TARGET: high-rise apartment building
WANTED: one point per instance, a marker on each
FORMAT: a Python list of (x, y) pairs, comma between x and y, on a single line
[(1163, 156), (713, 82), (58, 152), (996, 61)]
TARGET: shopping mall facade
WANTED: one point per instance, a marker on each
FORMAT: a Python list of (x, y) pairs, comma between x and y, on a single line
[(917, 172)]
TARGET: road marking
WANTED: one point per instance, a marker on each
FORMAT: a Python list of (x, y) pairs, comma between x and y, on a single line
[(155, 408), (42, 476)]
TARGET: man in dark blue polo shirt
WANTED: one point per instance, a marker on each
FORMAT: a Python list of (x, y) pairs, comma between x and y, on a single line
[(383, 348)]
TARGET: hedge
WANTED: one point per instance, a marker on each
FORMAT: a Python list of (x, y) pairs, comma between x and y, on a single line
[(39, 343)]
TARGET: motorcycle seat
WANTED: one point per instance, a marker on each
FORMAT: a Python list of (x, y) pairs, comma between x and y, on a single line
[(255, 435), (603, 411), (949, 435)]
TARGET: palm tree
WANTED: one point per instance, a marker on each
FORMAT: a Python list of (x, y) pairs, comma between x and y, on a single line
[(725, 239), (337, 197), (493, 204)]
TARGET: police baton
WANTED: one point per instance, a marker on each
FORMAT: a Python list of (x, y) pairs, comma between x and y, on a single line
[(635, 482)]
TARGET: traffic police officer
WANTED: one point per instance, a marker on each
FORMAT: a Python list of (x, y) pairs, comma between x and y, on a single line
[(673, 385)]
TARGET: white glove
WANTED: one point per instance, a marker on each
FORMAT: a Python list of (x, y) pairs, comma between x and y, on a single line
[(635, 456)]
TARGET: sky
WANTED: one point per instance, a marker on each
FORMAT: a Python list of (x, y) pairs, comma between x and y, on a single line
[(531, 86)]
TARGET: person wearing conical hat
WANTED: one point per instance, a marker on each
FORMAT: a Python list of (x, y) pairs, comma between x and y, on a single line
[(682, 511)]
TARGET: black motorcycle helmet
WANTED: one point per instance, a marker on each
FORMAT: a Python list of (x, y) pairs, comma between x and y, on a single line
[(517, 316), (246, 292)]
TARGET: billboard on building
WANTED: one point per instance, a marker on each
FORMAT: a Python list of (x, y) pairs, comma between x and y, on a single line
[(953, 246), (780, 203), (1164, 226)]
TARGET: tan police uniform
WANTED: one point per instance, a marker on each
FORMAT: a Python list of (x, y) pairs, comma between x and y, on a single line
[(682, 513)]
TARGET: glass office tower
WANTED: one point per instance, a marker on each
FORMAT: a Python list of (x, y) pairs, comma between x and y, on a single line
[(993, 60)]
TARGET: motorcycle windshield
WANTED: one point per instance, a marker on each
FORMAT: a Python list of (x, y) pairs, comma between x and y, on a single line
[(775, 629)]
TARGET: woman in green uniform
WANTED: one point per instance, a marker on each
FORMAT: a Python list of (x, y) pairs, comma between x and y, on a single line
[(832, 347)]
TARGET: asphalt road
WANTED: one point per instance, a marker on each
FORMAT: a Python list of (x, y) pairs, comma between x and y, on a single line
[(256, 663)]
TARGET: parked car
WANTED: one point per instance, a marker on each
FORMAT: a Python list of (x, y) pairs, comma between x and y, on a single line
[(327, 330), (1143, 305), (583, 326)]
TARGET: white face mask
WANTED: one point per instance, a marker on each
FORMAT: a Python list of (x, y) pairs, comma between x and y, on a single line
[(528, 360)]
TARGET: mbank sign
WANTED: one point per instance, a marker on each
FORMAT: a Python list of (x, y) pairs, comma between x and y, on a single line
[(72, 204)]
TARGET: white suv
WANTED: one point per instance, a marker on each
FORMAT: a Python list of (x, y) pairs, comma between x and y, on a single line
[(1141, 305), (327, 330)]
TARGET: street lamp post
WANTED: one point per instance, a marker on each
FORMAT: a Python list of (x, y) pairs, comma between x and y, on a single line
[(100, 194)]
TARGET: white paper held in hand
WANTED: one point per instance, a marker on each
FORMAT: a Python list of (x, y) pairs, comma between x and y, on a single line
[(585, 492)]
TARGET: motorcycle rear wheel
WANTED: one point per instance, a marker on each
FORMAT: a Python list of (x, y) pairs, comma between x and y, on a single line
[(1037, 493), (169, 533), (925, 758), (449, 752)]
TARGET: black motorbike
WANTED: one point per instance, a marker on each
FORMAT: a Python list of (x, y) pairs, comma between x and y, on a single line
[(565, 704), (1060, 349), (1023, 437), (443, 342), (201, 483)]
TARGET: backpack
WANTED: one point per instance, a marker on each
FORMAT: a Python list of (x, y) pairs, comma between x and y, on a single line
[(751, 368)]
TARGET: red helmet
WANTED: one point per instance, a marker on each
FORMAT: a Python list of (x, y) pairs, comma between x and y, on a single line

**Task objective:**
Return only the lines between the one holding "TARGET: motorcycle seat" and the one holding "TARGET: palm tree", inclusive, exactly as they appear above.

**Problem solution:**
TARGET: motorcycle seat
WANTED: one point per instance, a marker on each
FORMAT: a Python list of (x, y) pairs, comma between x and y, on a single line
[(255, 435), (603, 411), (949, 435)]
TARGET: palm tree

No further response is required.